(EXERCISE AIM) Reproduce the records word for word, beginning with the line that contains "Where can you spot the green" and continuing through the last line of the records.
-------- EXTRACTED DATA
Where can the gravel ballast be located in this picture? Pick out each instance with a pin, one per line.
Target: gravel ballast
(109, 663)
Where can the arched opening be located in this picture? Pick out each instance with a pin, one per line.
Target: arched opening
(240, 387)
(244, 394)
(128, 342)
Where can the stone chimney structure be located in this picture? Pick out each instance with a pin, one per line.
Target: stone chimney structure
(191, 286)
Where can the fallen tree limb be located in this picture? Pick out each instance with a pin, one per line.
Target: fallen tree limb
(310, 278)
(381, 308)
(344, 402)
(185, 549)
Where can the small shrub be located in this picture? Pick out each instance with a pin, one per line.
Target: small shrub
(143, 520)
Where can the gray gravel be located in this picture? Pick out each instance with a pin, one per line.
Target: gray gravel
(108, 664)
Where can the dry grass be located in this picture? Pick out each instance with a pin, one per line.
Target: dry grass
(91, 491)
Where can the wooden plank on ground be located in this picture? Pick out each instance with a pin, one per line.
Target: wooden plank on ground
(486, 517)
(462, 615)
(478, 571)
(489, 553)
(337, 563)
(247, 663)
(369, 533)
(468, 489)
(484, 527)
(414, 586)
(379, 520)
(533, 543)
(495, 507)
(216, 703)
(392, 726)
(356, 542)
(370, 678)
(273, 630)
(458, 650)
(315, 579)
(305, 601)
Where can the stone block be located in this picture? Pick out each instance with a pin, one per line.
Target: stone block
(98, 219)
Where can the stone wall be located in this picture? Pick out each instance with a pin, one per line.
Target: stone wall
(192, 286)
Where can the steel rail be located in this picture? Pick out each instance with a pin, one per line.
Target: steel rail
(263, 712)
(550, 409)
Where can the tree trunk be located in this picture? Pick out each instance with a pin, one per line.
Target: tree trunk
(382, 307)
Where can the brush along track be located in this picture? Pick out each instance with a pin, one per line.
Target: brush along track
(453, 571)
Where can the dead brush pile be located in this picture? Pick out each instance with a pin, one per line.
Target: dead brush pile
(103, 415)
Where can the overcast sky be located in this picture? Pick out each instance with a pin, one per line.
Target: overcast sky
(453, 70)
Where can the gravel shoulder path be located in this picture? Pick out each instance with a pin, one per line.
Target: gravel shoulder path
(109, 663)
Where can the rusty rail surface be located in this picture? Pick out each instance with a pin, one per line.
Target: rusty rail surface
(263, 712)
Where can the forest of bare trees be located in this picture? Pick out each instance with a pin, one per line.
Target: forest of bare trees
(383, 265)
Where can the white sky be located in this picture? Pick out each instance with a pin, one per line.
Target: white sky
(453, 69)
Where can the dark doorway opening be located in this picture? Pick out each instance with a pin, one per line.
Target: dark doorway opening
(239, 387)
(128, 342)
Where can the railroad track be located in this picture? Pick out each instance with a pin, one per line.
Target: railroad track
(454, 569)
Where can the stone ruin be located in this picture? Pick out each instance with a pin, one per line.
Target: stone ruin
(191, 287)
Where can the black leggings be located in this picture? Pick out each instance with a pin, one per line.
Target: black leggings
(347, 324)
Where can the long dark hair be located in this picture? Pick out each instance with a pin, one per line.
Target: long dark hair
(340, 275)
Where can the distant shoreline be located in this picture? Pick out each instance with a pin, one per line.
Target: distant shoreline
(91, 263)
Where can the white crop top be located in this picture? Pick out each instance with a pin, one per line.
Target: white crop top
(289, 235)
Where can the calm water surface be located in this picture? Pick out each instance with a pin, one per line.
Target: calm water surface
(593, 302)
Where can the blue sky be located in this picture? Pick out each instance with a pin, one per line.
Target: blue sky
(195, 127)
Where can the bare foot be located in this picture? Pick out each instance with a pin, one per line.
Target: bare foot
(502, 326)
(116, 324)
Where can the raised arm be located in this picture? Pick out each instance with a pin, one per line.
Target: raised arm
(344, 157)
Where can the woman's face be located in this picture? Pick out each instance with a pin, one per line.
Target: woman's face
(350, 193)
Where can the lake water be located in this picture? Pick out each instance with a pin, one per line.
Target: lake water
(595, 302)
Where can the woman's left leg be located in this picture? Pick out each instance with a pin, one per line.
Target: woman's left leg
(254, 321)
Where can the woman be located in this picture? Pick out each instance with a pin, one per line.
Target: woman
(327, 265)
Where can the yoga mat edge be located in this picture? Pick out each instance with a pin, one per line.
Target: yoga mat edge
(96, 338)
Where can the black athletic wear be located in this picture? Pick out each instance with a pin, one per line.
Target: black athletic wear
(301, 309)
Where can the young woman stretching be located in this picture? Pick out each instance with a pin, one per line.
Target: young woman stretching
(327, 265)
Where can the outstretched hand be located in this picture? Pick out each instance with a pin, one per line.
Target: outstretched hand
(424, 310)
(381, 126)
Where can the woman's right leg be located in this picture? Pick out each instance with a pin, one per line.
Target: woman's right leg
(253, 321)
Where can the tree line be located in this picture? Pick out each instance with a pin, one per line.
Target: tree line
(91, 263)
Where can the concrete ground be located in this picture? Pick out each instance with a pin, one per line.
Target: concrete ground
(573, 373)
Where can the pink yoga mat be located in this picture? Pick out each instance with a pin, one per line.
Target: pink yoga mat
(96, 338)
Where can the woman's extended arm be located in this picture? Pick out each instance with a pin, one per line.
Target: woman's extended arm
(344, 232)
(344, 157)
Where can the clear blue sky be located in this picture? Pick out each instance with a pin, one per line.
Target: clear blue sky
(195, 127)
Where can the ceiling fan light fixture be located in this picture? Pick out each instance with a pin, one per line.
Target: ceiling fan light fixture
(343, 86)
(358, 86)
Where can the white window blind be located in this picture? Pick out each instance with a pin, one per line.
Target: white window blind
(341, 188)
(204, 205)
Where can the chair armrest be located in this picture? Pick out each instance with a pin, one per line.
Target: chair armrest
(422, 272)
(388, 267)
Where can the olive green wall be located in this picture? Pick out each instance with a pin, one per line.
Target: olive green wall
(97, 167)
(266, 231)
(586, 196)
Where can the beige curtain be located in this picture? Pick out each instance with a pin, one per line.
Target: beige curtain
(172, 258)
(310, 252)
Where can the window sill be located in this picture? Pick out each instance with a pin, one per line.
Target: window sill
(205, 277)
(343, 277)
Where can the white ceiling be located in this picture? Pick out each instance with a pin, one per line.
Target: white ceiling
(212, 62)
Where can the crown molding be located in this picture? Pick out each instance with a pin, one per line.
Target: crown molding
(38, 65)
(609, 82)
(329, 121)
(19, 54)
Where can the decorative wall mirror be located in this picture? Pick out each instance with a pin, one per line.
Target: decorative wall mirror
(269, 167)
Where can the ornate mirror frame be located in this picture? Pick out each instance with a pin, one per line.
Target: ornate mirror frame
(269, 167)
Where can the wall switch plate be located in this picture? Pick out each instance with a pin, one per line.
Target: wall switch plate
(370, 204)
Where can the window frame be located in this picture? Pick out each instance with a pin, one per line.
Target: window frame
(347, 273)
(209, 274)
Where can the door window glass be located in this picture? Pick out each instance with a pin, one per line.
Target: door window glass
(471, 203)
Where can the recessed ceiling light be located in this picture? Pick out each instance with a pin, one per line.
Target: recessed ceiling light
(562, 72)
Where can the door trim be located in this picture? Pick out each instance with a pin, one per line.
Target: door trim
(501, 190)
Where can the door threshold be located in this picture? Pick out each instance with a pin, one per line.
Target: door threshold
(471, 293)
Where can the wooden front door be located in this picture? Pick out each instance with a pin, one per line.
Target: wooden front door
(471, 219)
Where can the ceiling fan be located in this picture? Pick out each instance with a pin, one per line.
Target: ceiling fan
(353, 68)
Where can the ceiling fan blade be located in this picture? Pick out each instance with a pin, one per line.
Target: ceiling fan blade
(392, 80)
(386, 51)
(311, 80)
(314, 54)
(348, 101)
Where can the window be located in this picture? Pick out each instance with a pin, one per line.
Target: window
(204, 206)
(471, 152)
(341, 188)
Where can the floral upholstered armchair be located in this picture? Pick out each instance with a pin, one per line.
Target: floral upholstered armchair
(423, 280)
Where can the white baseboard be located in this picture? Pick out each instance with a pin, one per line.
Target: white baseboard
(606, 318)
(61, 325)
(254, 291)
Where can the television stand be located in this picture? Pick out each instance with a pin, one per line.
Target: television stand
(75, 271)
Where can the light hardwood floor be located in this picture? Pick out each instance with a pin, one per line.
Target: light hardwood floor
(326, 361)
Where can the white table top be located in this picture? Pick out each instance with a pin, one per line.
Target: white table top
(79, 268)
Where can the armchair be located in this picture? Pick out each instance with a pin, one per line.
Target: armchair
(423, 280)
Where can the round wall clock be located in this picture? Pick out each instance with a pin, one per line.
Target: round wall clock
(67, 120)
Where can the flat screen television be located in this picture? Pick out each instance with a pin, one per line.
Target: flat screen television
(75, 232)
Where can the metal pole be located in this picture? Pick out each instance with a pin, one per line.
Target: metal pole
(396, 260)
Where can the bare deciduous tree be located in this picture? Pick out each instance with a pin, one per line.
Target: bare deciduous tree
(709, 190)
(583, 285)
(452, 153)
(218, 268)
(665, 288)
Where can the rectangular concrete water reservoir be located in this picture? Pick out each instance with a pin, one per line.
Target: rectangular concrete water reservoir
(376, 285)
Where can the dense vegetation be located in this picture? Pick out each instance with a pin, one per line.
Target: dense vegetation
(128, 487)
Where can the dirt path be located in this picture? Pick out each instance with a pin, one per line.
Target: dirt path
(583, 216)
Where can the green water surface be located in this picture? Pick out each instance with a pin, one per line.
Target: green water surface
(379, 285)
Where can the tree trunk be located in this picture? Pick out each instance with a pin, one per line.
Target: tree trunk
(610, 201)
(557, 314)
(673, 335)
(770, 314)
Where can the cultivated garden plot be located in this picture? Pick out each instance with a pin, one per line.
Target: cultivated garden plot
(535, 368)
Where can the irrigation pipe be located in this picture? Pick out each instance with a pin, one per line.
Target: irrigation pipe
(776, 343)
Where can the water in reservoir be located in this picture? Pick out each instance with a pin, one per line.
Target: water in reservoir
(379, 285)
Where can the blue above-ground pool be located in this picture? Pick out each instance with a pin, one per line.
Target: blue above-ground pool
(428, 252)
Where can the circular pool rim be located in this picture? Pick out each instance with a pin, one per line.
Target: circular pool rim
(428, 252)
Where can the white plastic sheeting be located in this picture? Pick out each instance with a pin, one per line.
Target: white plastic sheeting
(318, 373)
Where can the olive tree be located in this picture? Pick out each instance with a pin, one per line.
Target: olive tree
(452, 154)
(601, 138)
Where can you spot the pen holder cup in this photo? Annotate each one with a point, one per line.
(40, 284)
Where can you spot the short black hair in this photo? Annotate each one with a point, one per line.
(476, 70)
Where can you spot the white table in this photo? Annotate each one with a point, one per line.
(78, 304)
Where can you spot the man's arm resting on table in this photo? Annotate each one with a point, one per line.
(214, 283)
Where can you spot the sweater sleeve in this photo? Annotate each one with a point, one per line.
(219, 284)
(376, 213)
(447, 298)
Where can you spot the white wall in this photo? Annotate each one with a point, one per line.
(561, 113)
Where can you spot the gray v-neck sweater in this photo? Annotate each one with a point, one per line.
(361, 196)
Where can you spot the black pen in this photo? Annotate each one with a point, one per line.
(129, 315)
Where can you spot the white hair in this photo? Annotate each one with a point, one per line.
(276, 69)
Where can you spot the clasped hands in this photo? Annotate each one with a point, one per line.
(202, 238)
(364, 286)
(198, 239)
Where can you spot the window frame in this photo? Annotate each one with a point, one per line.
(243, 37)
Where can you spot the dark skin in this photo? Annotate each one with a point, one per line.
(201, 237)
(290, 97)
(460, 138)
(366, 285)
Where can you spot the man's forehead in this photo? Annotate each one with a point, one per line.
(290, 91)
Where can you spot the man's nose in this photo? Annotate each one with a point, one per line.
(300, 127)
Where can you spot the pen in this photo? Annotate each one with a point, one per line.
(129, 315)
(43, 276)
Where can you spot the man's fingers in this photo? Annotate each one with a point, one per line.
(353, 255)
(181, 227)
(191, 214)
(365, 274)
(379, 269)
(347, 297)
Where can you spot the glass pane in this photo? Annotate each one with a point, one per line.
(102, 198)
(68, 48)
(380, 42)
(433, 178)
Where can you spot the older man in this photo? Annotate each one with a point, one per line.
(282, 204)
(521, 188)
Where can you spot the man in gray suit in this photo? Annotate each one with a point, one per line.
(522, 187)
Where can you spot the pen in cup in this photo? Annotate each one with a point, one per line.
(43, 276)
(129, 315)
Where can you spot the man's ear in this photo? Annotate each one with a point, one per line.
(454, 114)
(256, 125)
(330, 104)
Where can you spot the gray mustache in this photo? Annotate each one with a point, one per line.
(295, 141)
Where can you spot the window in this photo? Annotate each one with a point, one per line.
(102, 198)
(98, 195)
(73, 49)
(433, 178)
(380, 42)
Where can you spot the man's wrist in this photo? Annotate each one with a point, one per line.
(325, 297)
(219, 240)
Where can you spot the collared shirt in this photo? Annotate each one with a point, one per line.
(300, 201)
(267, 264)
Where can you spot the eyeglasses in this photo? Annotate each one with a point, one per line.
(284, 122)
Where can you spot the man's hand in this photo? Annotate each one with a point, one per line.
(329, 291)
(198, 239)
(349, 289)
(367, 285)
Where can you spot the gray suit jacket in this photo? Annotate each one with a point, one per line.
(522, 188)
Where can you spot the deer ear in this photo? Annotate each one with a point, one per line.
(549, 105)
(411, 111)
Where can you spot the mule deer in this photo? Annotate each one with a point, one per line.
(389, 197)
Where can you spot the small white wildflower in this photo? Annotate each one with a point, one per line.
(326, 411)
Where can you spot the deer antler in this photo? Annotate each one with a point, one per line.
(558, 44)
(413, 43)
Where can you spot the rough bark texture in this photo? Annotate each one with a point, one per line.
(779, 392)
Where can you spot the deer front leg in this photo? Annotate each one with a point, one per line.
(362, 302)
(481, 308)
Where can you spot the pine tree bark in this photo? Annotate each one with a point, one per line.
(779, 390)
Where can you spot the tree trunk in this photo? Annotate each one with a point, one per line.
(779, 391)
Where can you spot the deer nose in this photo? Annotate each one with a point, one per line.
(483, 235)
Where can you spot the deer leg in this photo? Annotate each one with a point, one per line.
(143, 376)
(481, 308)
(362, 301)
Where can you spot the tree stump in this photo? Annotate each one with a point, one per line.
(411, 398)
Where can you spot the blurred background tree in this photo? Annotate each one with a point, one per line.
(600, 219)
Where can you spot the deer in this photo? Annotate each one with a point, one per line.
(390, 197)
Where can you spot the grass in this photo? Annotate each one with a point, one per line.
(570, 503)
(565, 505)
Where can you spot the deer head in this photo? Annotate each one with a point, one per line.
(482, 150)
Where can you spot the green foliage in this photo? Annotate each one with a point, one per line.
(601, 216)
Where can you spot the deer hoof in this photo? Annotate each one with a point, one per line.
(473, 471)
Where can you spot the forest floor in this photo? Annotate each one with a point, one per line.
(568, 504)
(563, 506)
----------------
(FULL SOLUTION)
Where can you spot the green foliage in this photo? Annotate each one with a point, one per line.
(601, 216)
Where can you spot the deer hoof in this photo? Annotate each one with a point, one per line.
(473, 471)
Where can you spot the forest floor in this photo? Annotate each one with a point, one per line.
(568, 504)
(563, 506)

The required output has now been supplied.